■ EXERCISE
Render every line of the records below as a Markdown table with the columns "Row" and "Line", giving each line its row number and omitting blank lines. Leave the pictures out of the table.

((

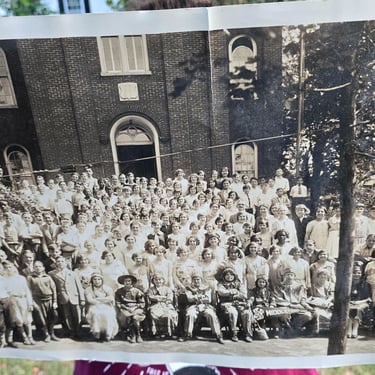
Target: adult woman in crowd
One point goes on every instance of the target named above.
(277, 265)
(234, 304)
(84, 271)
(321, 299)
(281, 237)
(183, 268)
(300, 267)
(318, 229)
(235, 260)
(195, 250)
(218, 252)
(255, 264)
(209, 266)
(360, 296)
(332, 246)
(111, 269)
(323, 263)
(162, 266)
(101, 314)
(20, 304)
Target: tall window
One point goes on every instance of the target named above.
(7, 96)
(135, 147)
(123, 55)
(245, 159)
(18, 163)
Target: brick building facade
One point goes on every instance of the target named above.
(79, 101)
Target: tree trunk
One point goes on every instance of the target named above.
(338, 328)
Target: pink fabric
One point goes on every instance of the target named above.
(116, 368)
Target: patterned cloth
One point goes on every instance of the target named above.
(115, 368)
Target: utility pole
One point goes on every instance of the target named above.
(301, 96)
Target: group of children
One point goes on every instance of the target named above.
(150, 258)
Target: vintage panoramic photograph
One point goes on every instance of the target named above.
(194, 193)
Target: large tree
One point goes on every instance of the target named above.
(337, 130)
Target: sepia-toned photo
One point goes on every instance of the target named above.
(182, 194)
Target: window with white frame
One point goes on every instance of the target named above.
(7, 96)
(123, 55)
(73, 6)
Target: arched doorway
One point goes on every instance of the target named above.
(245, 158)
(18, 164)
(135, 147)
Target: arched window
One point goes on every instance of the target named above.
(7, 96)
(242, 66)
(242, 55)
(135, 147)
(245, 158)
(18, 163)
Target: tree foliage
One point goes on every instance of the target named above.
(328, 74)
(24, 8)
(121, 5)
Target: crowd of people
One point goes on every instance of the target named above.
(137, 258)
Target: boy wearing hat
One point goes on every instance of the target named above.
(234, 303)
(199, 304)
(291, 293)
(43, 290)
(130, 303)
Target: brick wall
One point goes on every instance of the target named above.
(74, 106)
(16, 124)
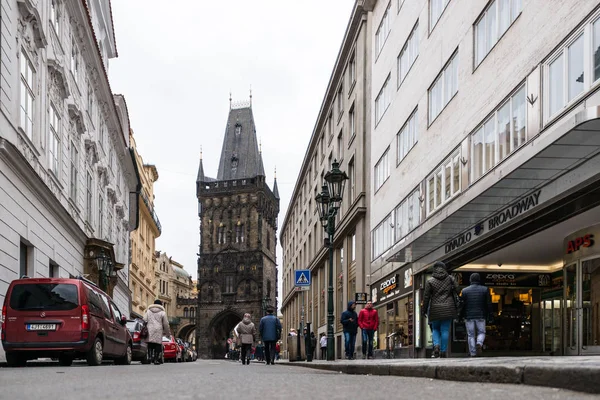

))

■ THE ANSWER
| Row | Line |
|---|---|
| 1 | Target: adult woman in crowd |
| 2 | One point goes on every instance of the target named above. |
| 3 | (277, 265) |
| 4 | (234, 304) |
| 5 | (84, 271) |
| 6 | (321, 299) |
| 7 | (281, 237) |
| 8 | (183, 268) |
| 9 | (300, 267) |
| 10 | (318, 229) |
| 11 | (235, 260) |
| 12 | (195, 250) |
| 13 | (218, 252) |
| 14 | (255, 264) |
| 15 | (209, 266) |
| 16 | (360, 296) |
| 17 | (332, 246) |
| 18 | (111, 269) |
| 19 | (323, 263) |
| 20 | (162, 266) |
| 21 | (101, 314) |
| 22 | (20, 304) |
| 23 | Target: tall window |
| 24 | One point goes on every instance of the target named above. |
| 25 | (7, 96) |
| 26 | (135, 147) |
| 27 | (123, 55) |
| 28 | (245, 159) |
| 29 | (18, 163) |
| 30 | Target: brick building facade |
| 31 | One point goes on every instance of the target named above. |
| 32 | (79, 101) |
| 33 | Target: tree trunk |
| 34 | One point goes on every instance of the target named above. |
| 35 | (338, 328) |
| 36 | Target: pink fabric |
| 37 | One point goes on every instance of the target named above. |
| 38 | (116, 368) |
| 39 | Target: patterned cloth |
| 40 | One point goes on every instance of the target named above. |
| 41 | (115, 368) |
| 42 | Target: utility pole |
| 43 | One point goes on every instance of the target named above. |
| 44 | (301, 96) |
| 45 | Target: group of children |
| 46 | One point goes on every instance of the target named above. |
| 47 | (150, 258) |
| 48 | Target: vintage panoramic photograph |
| 49 | One point goes on every instance of the target named above. |
| 50 | (194, 193) |
| 51 | Target: large tree |
| 52 | One point goes on every instance of the target named above. |
| 53 | (337, 130) |
| 54 | Target: sepia-toned photo |
| 55 | One point goes on every instance of the target named above. |
| 56 | (182, 194) |
| 57 | Target: window with white frame |
| 58 | One point goes on every instance of the target named above. |
| 59 | (7, 96) |
| 60 | (123, 55) |
| 61 | (73, 6) |
| 62 | Target: arched doorway |
| 63 | One point goes on every instance of the target named above. |
| 64 | (245, 158) |
| 65 | (18, 164) |
| 66 | (135, 147) |
| 67 | Target: arched window |
| 68 | One point goes on every instance of the target named above. |
| 69 | (7, 96) |
| 70 | (242, 66) |
| 71 | (242, 55) |
| 72 | (135, 147) |
| 73 | (245, 158) |
| 74 | (18, 163) |
| 75 | Target: tree foliage |
| 76 | One point goes on every instance of the target named above. |
| 77 | (328, 74) |
| 78 | (24, 8) |
| 79 | (121, 5) |
| 80 | Target: crowd of people |
| 81 | One point goes on every instance of the target named above. |
| 82 | (137, 258) |
| 83 | Target: boy wearing hat |
| 84 | One point goes on every instance of the target named above. |
| 85 | (234, 303) |
| 86 | (199, 304) |
| 87 | (291, 293) |
| 88 | (43, 290) |
| 89 | (130, 303) |
| 90 | Target: brick wall |
| 91 | One point goes on every instance of the target named above. |
| 92 | (74, 106) |
| 93 | (16, 124) |